● PROBLEM STATEMENT
Each entry below should be written out exactly as it is, with no pictures.

● RECORDS SUPPLIED
--------------------------------
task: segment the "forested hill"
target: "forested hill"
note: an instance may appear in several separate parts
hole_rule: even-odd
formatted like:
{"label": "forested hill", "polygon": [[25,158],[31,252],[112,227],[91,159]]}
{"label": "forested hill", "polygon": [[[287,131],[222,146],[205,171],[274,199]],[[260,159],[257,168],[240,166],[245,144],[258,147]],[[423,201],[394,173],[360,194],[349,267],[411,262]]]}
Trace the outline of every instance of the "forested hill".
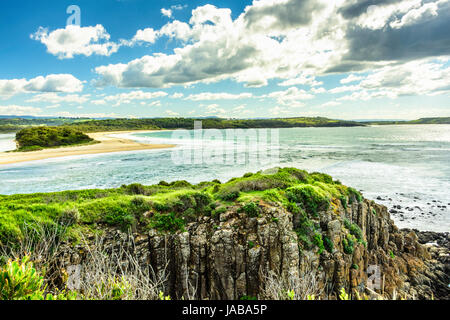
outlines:
{"label": "forested hill", "polygon": [[151,130],[151,129],[193,129],[195,121],[202,121],[204,129],[233,128],[294,128],[294,127],[354,127],[363,124],[353,121],[332,120],[327,118],[285,118],[229,120],[220,118],[155,118],[155,119],[111,119],[77,122],[69,126],[83,132]]}
{"label": "forested hill", "polygon": [[450,117],[420,118],[411,121],[364,121],[364,124],[450,124]]}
--------------------------------
● RESPONSE TO THE EXERCISE
task: segment the "forested hill"
target: "forested hill"
note: an instance may appear in several separate parts
hole_rule: even-odd
formatted like:
{"label": "forested hill", "polygon": [[25,158],[31,252],[112,227],[91,159]]}
{"label": "forested hill", "polygon": [[[287,131],[222,146],[205,171],[274,199]],[[260,159],[257,168],[240,166],[245,144],[258,147]],[[423,201],[394,173],[360,194],[349,267],[411,262]]]}
Trace the outline of every instance of the "forested hill".
outlines:
{"label": "forested hill", "polygon": [[151,130],[151,129],[193,129],[195,121],[202,121],[204,129],[233,128],[294,128],[294,127],[354,127],[363,124],[353,121],[332,120],[327,118],[285,118],[229,120],[220,118],[155,118],[155,119],[111,119],[77,122],[69,126],[83,132]]}
{"label": "forested hill", "polygon": [[450,117],[420,118],[411,121],[364,121],[364,124],[450,124]]}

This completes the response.